SUPPLIED TEXT:
-- -- --
Consider a housing price dataset, where the goal is to predict the sale price.
I would like to do this by predicting the "Sale price per Squaremeter" instead, since it yields better results.
The question is if I implement it like this - does it introduce an information leak in the test set or not?
When I split my dataset in scikit learn:
df= read(Data)
target = df["SalePrice"]
df.drop(columns=["SalePrice"], inplace=True)
X_train, X_test, y_train, y_test = train_test_split(df, target, test_size=0.20)
And then scale y_train:
# Scale target by LivingSpace and call fit()
y_train = target/X_train["LivingSpace"]
estimator.fit(X_train, y_train)
And use predict and scale the target in y_test to get SalePrice per Squaremeter:
y_pred, y_true = estimator.predict(X_test), y_test/X_test["LivingSpace"]
I think this is valid, since I only scale the target by a known value. It should not make a difference if I predict the SalePrice
directly or SalePrice / LivingSpace
, since LivingSpace is given to me anyway when I predict the price.
If this holds true, we could also directly apply this target transformation to the train and test set and just transform the predicted values back in the end, right?
This should of course then also hold true for any feature given in X. As long as Information about the target itself is NOT present in X I see no problem here. Remember the true target is the SalePrice only, so my intention is to scale it back from sale price per squaremeter. The transformation is just used for better training results.
What are your thoughts about this code?
CodePudding user response:
All is good.
1· You are not leaking information.
2· You can directly apply this target transformation to train and test sets and transform them back after prediction.
3· You can do this for any feature given in X. You don't need a remark about information about the target. You can always transform y using X in any way you want, the only thing you are "leaking" is your own understanding about the problem at hand which is absolutely fine.
4· Your code has a bug, instead of
y_train = target/X_train["LivingSpace"]
you should have
y_train = y_train/X_train["LivingSpace"]
y_test = y_test/X_test["LivingSpace"]
-- -- --
(Contour labeling data)
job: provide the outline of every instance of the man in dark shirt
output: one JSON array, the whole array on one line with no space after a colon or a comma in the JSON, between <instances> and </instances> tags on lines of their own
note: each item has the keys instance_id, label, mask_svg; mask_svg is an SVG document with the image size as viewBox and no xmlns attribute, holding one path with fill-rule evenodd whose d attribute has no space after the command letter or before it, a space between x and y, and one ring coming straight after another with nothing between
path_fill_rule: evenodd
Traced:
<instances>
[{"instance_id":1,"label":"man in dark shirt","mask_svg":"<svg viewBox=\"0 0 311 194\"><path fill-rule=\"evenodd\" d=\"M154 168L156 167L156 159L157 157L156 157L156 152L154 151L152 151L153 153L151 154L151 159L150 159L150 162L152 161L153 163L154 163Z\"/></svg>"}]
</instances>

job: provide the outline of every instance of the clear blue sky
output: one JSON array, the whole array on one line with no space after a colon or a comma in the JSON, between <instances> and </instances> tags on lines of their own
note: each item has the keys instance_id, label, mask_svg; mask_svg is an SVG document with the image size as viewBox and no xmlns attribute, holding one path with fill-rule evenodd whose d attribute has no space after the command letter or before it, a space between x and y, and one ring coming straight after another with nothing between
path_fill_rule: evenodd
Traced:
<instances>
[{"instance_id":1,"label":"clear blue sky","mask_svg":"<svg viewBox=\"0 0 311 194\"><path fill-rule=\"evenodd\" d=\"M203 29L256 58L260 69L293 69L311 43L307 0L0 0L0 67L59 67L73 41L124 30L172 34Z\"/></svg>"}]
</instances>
-- -- --
TASK DESCRIPTION:
Answer these about the housing price thread, one per line:
1. What test_size does the train_test_split call use?
2. What does the reply say is the only thing being "leaked"?
3. What corrected y_train line does the reply give?
Use only the housing price thread; the data plays no part.

OUTPUT FOR THIS EXERCISE:
1. 0.20
2. Your own understanding about the problem at hand.
3. y_train = y_train/X_train["LivingSpace"]